- [AUSGEWÄHLTER AUSSCHNITT]
------------------------------------------------

Mit dem Arbeitszeitgesetz sei jedenfalls "deutlich überzogen worden. Mit diesem Gesetz werden wir uns nicht abfinden. Das ist eine Tatsache", sagte Katzian unter Applaus. "Es ist ein Diktat zugunsten der Arbeitgeber. Es gibt keine Vorteile für Arbeitnehmer. Ein Interessenausgleich, der das Land und die Wirtschaft stark gemacht hat, findet nicht statt." Dass niemand länger arbeiten müsse, "das ist einfach falsch". Dinge, die versprochen worden seien, stünden nicht im Gesetz. "Wir werden uns die Dinge holen. So einfach und so kompliziert ist das zugleich." Die Freiwilligkeitsgarantie in der Arbeitszeit verteufelte Katzian einmal mehr. Das Gesetz sei sehr schwammig formuliert und werde eine Reihe an Klagen nach sich ziehen. Wer wird klagen? "Wir", sagte der ÖGB-Chef.

Es gehe in den Lohnverhandlungen darum, Kompensation für das neue Arbeitszeitregime zu lukrieren, sagte Karl Dürtscher von der Privatangestelltengewerkschaft GPA-djp im Vorfeld. Es gehe unter anderem um "Zeit und Geld": Mitsprache bei der Freizeit für die Mitarbeiter und eine Lohn- beziehungsweise Gehaltssteigerung. Es gibt die Sorge, dass es durch den Zwölfstundentag zu Nachteilen in der Gleitzeit kommen könnte, also die elfte und zwölfte Arbeitsstunde in der Gleitzeit immer öfter ohne Überstundenzuschläge gearbeitet werden müssten.

"Wir sind der Schneepflug"

------------------------------------------------

- [ARBEITSDATEN]
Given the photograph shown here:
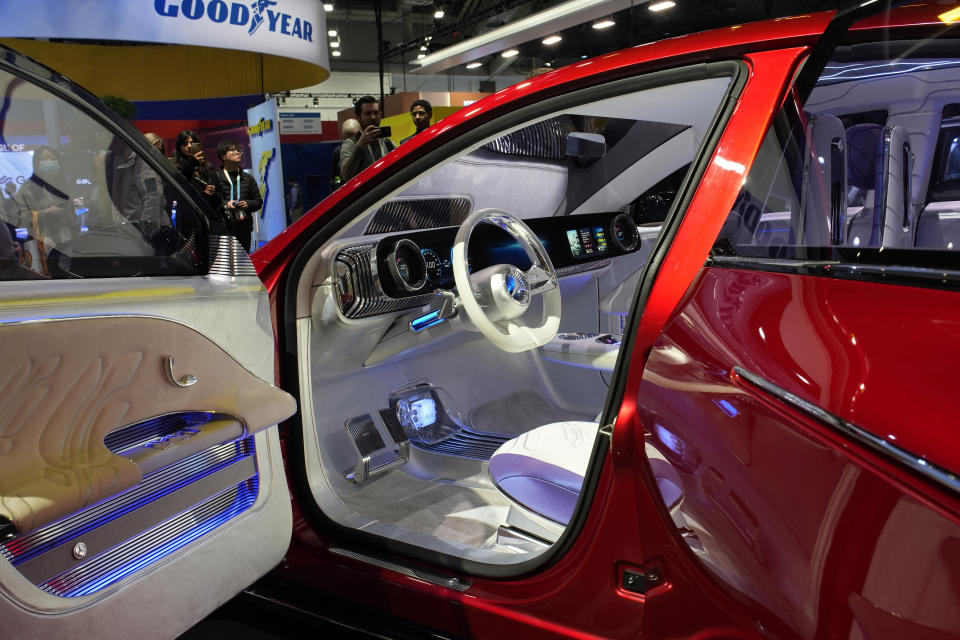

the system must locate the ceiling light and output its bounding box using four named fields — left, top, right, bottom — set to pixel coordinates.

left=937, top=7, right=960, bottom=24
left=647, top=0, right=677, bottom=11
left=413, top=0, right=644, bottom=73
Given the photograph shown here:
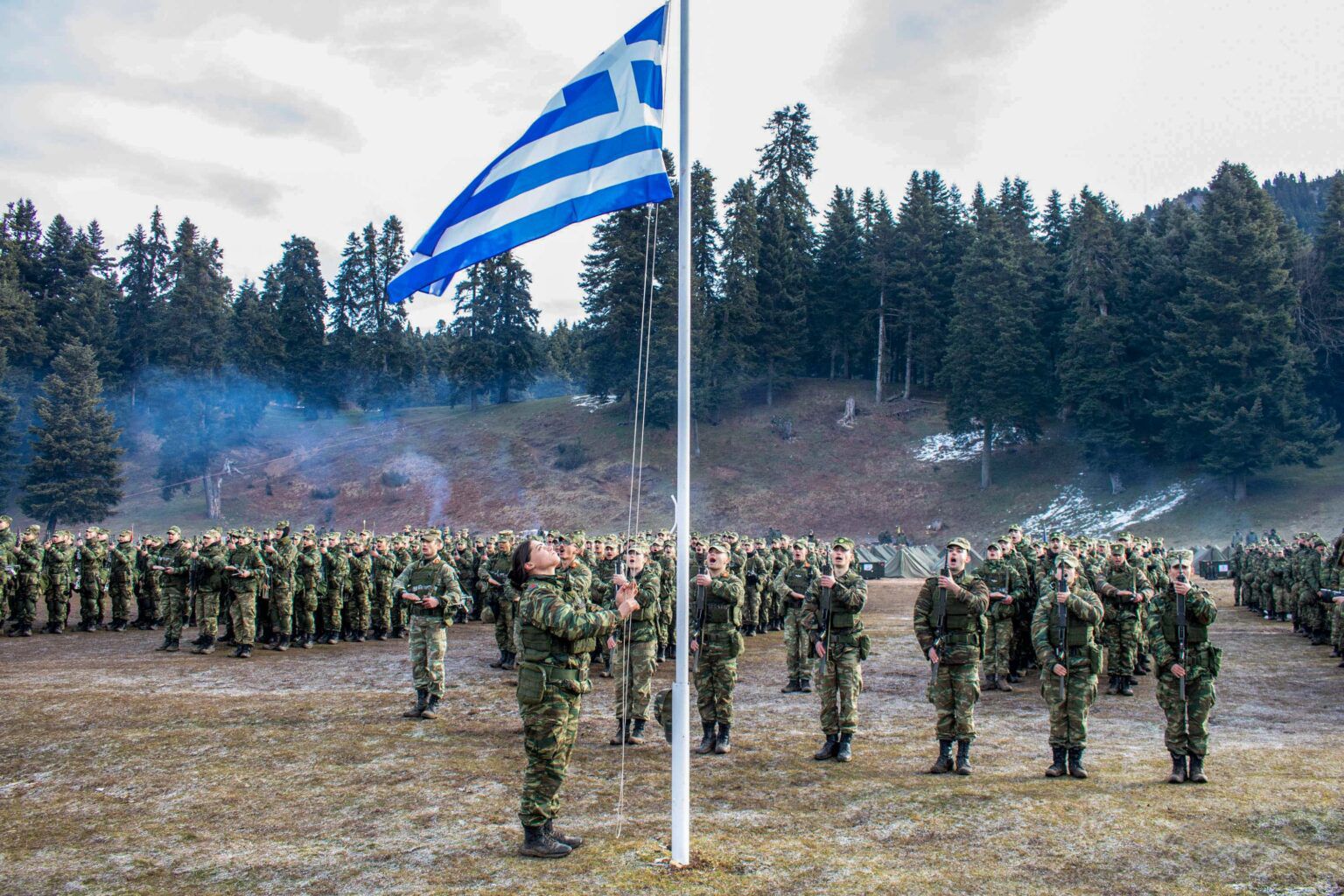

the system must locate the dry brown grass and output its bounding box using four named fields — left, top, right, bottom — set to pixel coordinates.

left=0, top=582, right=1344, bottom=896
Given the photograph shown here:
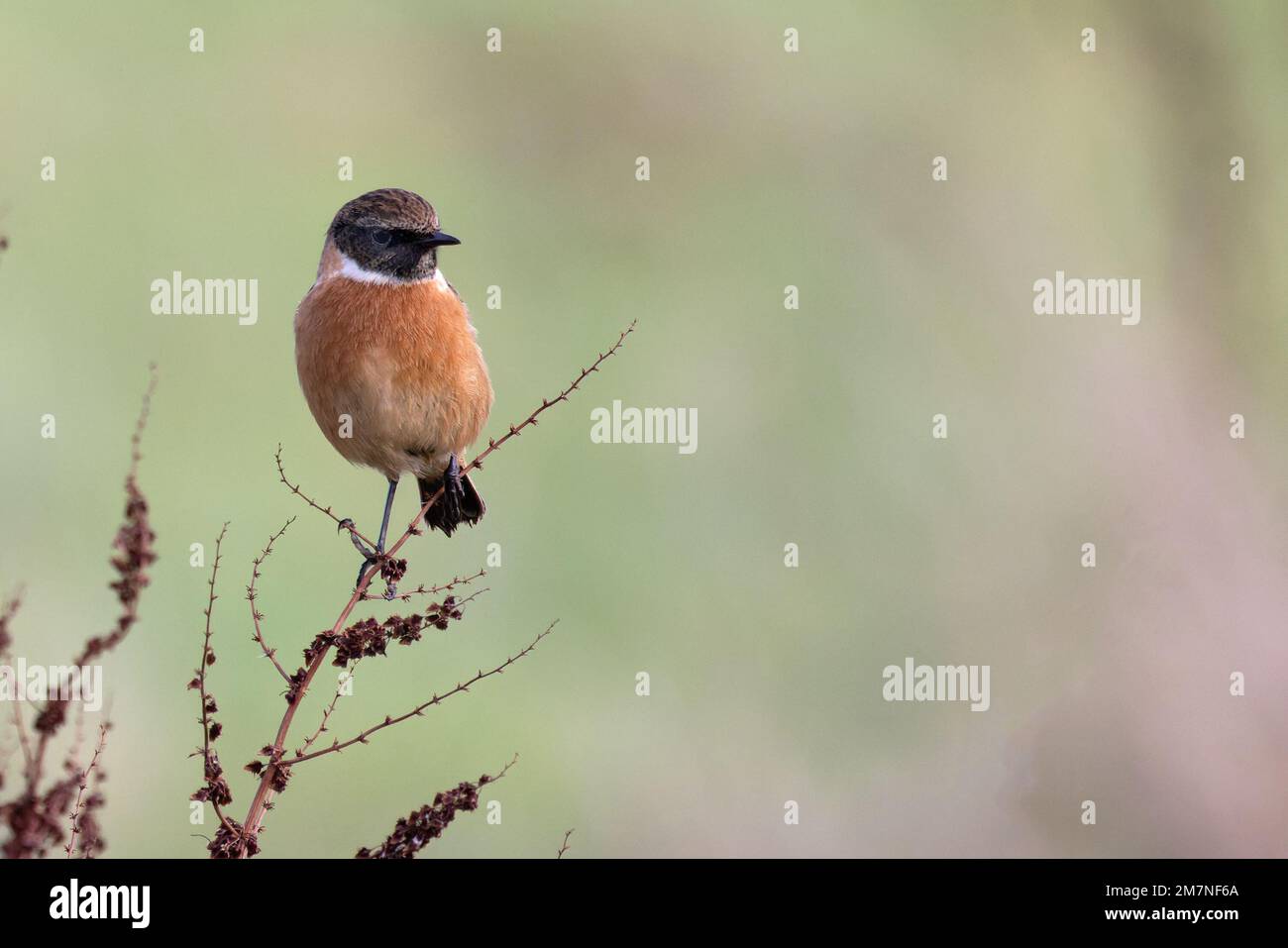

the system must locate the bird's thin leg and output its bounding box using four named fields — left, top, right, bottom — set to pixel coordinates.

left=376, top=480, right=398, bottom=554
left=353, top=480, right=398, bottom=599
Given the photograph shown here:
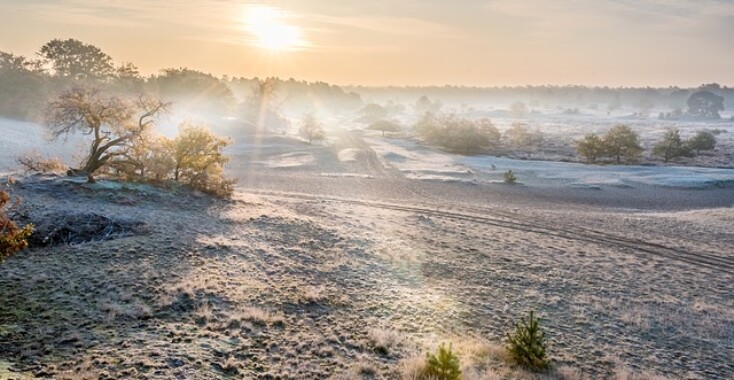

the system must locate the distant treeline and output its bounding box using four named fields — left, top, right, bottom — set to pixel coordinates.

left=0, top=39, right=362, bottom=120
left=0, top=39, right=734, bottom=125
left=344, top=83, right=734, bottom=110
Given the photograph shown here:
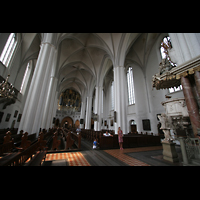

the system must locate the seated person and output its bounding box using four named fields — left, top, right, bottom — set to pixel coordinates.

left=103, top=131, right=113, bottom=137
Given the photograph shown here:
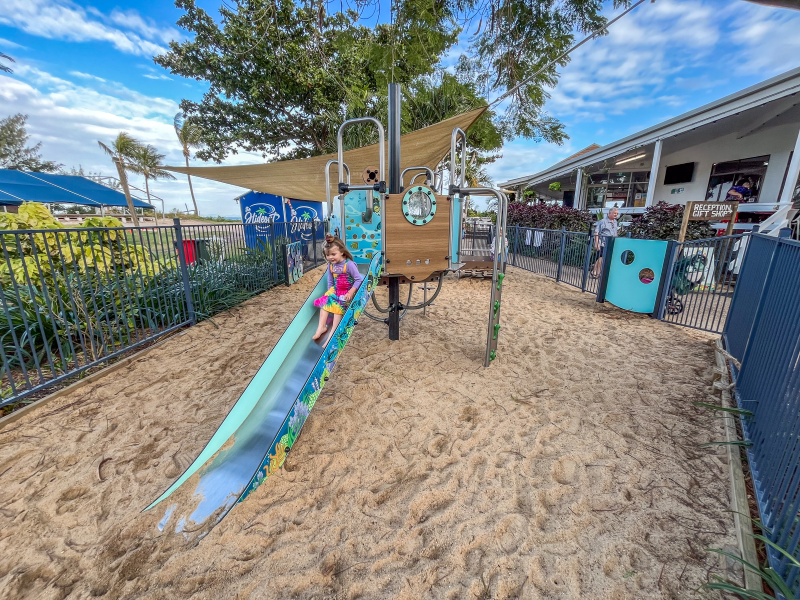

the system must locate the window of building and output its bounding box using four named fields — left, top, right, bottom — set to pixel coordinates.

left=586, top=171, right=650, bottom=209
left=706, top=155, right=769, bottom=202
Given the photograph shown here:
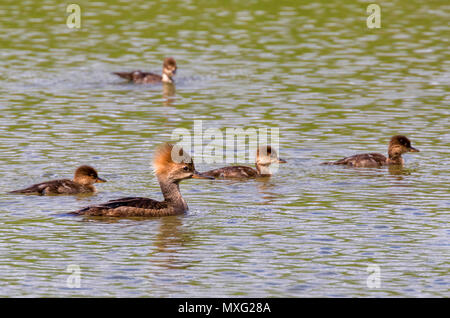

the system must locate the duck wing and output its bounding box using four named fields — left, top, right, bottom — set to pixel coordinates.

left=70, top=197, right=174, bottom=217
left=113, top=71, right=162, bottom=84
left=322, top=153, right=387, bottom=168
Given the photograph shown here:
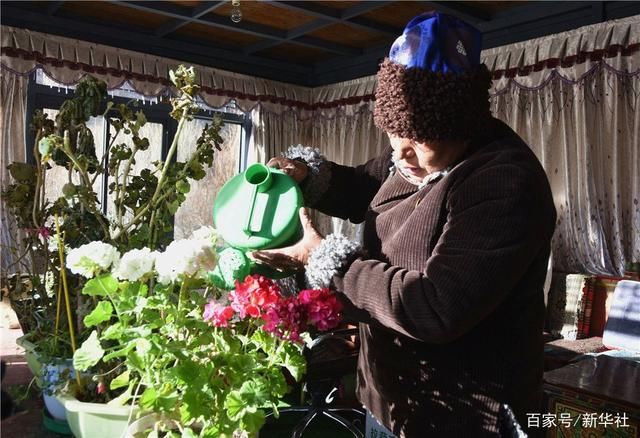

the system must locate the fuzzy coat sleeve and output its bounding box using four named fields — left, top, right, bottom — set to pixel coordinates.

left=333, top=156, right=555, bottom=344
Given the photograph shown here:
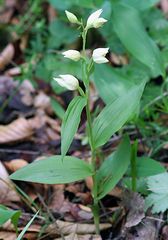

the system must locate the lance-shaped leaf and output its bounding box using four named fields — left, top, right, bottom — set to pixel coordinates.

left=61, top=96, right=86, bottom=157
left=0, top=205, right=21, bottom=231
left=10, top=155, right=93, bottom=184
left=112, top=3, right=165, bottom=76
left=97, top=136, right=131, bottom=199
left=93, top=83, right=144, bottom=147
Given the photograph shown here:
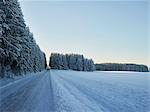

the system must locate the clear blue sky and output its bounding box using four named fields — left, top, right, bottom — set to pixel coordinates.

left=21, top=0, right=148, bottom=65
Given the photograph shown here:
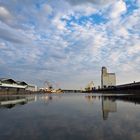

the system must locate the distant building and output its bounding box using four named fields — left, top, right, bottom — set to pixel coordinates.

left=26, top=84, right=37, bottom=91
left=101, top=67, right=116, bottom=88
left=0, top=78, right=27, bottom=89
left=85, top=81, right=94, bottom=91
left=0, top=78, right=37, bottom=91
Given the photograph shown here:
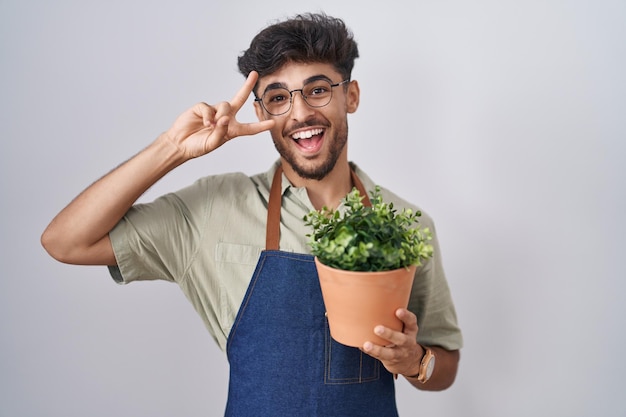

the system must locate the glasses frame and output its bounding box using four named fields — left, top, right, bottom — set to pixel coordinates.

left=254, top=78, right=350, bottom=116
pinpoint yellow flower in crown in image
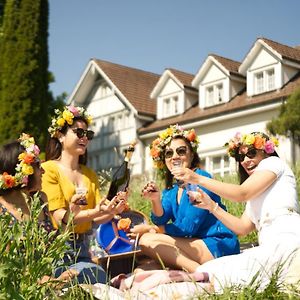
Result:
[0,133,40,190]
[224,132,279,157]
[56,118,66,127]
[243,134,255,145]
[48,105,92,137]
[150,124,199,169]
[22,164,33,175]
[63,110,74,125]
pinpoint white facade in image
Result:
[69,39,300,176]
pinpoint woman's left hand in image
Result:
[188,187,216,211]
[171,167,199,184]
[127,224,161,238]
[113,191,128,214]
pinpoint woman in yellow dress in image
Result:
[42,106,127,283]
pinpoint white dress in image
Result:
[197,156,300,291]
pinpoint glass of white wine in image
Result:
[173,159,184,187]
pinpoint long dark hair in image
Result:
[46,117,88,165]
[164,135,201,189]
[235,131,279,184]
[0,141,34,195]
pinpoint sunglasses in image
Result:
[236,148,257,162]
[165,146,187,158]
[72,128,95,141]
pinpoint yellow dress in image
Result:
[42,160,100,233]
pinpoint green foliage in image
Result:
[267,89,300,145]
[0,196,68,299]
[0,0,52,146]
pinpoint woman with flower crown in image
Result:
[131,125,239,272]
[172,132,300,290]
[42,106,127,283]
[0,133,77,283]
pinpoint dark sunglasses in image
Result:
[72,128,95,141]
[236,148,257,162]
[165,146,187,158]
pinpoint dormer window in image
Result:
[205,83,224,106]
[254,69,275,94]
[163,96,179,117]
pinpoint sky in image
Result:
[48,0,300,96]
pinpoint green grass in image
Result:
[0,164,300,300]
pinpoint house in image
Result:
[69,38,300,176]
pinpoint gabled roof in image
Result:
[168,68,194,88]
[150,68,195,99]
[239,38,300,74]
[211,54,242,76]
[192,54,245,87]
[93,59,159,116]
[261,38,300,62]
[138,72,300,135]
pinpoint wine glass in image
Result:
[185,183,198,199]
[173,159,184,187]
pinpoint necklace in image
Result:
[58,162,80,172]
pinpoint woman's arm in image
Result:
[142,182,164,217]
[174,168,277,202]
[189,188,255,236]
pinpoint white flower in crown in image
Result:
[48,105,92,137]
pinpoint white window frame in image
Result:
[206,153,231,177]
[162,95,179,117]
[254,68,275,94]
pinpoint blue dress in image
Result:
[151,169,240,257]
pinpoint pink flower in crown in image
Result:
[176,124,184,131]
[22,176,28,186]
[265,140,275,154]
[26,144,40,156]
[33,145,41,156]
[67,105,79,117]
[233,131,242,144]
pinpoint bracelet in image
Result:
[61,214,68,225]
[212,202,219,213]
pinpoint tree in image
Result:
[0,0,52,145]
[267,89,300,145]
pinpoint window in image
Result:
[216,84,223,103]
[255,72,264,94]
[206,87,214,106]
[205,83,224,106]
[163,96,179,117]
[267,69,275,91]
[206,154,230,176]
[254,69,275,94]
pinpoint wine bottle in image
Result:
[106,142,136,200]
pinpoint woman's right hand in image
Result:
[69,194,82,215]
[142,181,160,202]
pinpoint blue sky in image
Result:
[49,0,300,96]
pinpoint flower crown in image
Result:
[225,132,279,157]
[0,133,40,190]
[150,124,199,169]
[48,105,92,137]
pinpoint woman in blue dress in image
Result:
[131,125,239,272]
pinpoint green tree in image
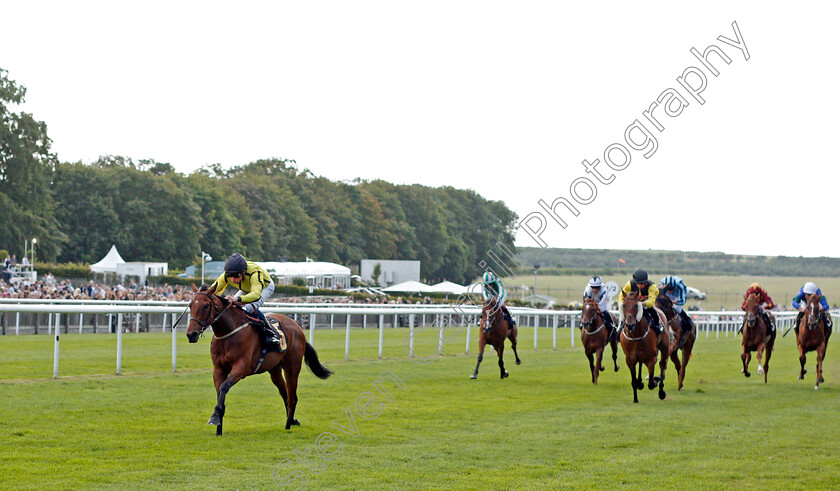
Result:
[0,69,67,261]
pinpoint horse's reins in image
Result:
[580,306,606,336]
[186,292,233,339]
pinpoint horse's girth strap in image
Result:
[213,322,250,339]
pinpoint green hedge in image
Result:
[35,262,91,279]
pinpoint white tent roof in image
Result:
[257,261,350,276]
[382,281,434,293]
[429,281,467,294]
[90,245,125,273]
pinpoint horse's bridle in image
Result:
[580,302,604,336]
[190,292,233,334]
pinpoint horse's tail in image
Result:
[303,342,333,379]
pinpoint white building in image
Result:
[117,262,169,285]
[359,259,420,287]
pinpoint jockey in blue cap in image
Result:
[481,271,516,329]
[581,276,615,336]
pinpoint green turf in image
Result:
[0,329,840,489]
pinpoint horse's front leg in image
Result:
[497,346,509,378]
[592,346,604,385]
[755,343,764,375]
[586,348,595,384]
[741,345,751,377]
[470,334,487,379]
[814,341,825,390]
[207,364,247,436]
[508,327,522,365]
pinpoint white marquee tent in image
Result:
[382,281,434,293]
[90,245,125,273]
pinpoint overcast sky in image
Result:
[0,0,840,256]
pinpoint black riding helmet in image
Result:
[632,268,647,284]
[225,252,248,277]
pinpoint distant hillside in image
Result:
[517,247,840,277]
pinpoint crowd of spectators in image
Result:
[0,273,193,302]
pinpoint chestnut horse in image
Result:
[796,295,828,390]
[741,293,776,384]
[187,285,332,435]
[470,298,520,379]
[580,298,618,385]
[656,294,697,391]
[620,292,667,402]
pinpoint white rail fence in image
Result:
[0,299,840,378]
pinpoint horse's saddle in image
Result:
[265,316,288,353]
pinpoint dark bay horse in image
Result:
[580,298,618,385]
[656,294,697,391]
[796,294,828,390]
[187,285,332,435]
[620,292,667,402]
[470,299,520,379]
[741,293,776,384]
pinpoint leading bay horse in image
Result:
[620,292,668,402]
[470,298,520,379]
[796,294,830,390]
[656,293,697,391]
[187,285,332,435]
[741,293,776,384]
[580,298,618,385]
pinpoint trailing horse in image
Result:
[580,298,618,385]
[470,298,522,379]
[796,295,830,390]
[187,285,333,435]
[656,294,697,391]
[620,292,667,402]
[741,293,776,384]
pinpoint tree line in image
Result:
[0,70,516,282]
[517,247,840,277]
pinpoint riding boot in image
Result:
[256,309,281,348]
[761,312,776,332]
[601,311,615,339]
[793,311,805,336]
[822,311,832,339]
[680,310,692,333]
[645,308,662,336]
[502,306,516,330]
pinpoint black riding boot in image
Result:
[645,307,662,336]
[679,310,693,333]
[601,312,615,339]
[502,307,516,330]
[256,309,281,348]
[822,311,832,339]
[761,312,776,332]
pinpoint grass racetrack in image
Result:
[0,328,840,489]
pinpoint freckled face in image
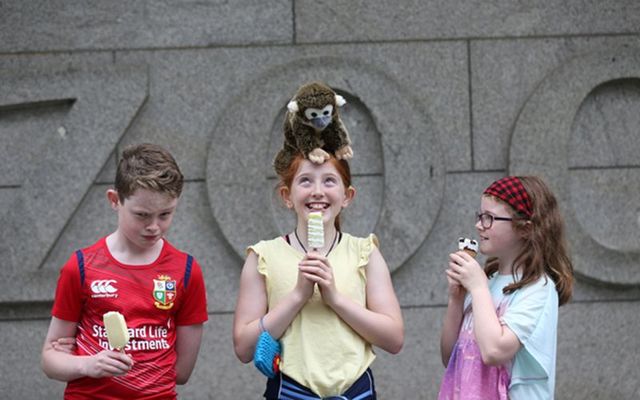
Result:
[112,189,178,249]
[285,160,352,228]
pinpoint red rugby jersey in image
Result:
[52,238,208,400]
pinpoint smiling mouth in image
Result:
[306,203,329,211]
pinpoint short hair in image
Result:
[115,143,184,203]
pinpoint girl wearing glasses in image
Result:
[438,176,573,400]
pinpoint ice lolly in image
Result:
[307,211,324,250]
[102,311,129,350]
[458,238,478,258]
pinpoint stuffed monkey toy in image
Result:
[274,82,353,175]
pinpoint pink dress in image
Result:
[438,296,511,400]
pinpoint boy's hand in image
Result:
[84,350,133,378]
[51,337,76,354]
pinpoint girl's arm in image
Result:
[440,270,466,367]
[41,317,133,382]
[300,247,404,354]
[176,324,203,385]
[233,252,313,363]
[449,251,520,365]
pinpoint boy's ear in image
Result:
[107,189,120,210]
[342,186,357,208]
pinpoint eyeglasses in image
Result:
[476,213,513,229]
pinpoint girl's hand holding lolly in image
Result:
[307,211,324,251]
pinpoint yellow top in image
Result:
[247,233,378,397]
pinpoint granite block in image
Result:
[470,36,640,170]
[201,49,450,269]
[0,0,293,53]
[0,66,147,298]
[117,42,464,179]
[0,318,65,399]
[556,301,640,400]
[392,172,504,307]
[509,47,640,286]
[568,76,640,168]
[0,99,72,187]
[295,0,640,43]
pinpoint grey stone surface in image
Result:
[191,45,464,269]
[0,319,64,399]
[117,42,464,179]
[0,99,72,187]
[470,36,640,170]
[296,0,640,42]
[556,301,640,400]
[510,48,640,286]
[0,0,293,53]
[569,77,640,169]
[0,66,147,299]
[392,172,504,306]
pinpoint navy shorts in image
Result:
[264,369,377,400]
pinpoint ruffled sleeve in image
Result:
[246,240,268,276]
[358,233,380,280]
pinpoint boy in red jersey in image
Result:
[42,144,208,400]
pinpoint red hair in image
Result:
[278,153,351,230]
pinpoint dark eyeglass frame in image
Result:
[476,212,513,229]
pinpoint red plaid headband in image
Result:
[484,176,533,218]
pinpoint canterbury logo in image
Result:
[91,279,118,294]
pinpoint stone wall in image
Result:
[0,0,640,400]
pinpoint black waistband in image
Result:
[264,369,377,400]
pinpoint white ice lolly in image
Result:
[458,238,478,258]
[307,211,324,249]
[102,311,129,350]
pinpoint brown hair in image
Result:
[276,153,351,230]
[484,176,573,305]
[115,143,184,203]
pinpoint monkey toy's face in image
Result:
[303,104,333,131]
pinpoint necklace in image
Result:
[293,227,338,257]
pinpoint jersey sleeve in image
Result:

------------------------------------------------

- [ANWEISUNGEN]
(A) Wandle die Zeilen der Datensätze in eine JSON-Liste von Zeichenketten um, eine pro Zeile und ohne Leerzeilen. Fang bei der ersten Zeile der Datensätze an, hör nach der Zeile mit „left=413, top=0, right=644, bottom=73“ auf und lass die Bilder weg.
(B) Schreib den Text über den Streit um das Arbeitszeitgesetz nach seinem letzten Satz weiter.

- [ANTWORTEN JE AUFGABE]
(A)
[
  "Given the photograph shown here:",
  "the system must locate the ceiling light and output its bounding box using four named fields — left, top, right, bottom — set to pixel coordinates.",
  "left=937, top=7, right=960, bottom=24",
  "left=647, top=0, right=677, bottom=11",
  "left=413, top=0, right=644, bottom=73"
]

(B)
Rainer Wimmer von der Gewerkschaft Pro-Ge verkündete, es gehe um Rechtssicherheit, Überstundenentlohnung und um ein hohes Maß an Selbstbestimmtheit für die Beschäftigten bei der Arbeitszeit, etwa die Viertagewoche oder längere Freizeitblöcke.

"Wir werden die Situation so nicht hinnehmen können. Wenn man uns dazu zwingt, werden wir die passenden Mittel haben. Wir sind der Schneepflug, und ihr seid die, die hinter uns nachschieben", richtete sich Wimmer an seine Gewerkschaftskollegen. Die Gewerkschaft arbeitet auch an einer "Initiative für ein modernes Arbeitszeitrecht".

Einheimische statt ausländische Arbeitskräfte

Katzian machte einen Ausflug in die Geschichte, betonte, dass "alles erkämpft werden musste, nichts wurde uns geschenkt". Derzeit verfestige sich das Bild, dass alles in die Hände der Arbeitgeber solle – AUVA, Sozialversicherung, Zwölfstundentag, 60-Stunden-Woche, Körperschaftssteuersenkung, Jobgipfel "zur Behübschung", zählte der Gewerkschafter auf. Man werde freilich am Jobgipfel teilnehmen, "aber für ein Kasperltheater mit schönen Bildern sind wir nicht zu haben".

Aber das sei an diesem Dienstag nicht Thema, es sei nur wichtig zu wissen: "Was sich mit der Arbeitszeitthematik gezeigt hat, ist Teil eines Gesamtbildes, das wir im Augen behalten müssen. Fakt ist, einen sozialen Ausgleich gibt es nicht", so Katzian Außerdem gehörten Einheimische qualifiziert, anstatt Arbeitskräfte aus dem Ausland zu holen. (APA, 18.9.2018)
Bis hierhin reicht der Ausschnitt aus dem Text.